(begin)

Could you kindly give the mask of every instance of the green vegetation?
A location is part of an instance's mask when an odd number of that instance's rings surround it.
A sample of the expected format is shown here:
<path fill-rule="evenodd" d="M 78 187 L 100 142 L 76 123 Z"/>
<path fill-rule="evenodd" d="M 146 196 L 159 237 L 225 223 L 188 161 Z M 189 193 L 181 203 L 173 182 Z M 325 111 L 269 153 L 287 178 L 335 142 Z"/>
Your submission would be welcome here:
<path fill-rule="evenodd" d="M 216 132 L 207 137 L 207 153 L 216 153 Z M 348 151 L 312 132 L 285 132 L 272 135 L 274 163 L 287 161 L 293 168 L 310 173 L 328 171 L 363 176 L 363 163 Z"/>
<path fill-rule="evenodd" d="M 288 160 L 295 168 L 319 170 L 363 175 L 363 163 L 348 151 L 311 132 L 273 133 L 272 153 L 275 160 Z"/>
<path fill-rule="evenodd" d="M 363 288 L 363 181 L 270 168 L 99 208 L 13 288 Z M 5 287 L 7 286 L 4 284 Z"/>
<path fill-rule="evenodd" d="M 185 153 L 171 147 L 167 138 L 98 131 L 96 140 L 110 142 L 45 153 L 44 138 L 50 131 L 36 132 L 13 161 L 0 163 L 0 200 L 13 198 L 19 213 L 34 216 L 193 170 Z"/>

(end)
(begin)

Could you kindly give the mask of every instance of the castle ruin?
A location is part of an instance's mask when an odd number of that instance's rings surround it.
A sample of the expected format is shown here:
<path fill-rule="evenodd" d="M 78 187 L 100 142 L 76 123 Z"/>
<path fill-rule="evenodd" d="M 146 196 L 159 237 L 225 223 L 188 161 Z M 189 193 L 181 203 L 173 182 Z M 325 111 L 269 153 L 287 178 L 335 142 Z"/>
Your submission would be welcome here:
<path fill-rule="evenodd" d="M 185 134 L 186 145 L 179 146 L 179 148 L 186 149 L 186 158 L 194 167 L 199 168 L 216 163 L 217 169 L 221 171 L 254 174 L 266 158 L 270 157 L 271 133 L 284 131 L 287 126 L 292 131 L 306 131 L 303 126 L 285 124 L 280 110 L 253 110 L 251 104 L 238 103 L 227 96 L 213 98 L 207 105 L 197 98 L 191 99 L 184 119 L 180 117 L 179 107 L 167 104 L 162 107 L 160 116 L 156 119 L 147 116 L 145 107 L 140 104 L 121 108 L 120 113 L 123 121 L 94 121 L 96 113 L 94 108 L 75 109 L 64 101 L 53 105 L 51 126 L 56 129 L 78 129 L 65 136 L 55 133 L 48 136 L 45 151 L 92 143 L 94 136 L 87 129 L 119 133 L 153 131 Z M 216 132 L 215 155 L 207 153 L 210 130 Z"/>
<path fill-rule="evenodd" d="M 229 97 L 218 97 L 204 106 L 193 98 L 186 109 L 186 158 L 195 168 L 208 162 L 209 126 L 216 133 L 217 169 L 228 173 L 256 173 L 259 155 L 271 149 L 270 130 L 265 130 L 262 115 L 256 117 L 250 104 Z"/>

(end)

REQUIREMENTS:
Reproduce the records, starting at the line containing "the green vegetation?" and stopping after the line containing "363 288 L 363". Switch "vegetation" to "foliage" and leave everything else unchanged.

RESPONSE TO THIS EXERCISE:
Could you kindly give the mask of every instance of the green foliage?
A location is part of an instance's mask when an odd number of that instance's rings surround it.
A sample of the expected format is shown here:
<path fill-rule="evenodd" d="M 78 187 L 100 142 L 76 123 Z"/>
<path fill-rule="evenodd" d="M 146 196 L 159 237 L 225 223 L 188 161 Z M 189 193 L 181 203 L 173 182 Z M 325 111 L 269 153 L 287 178 L 335 142 Z"/>
Your submission would be welcome here:
<path fill-rule="evenodd" d="M 216 132 L 207 137 L 207 153 L 216 153 Z M 348 151 L 312 132 L 285 132 L 272 135 L 274 163 L 287 161 L 293 168 L 310 173 L 328 171 L 363 176 L 363 163 Z"/>
<path fill-rule="evenodd" d="M 288 160 L 295 168 L 319 170 L 363 175 L 363 163 L 348 151 L 311 132 L 273 133 L 272 153 L 275 160 Z"/>
<path fill-rule="evenodd" d="M 363 288 L 363 181 L 270 168 L 99 208 L 13 288 Z M 5 287 L 7 286 L 4 284 Z"/>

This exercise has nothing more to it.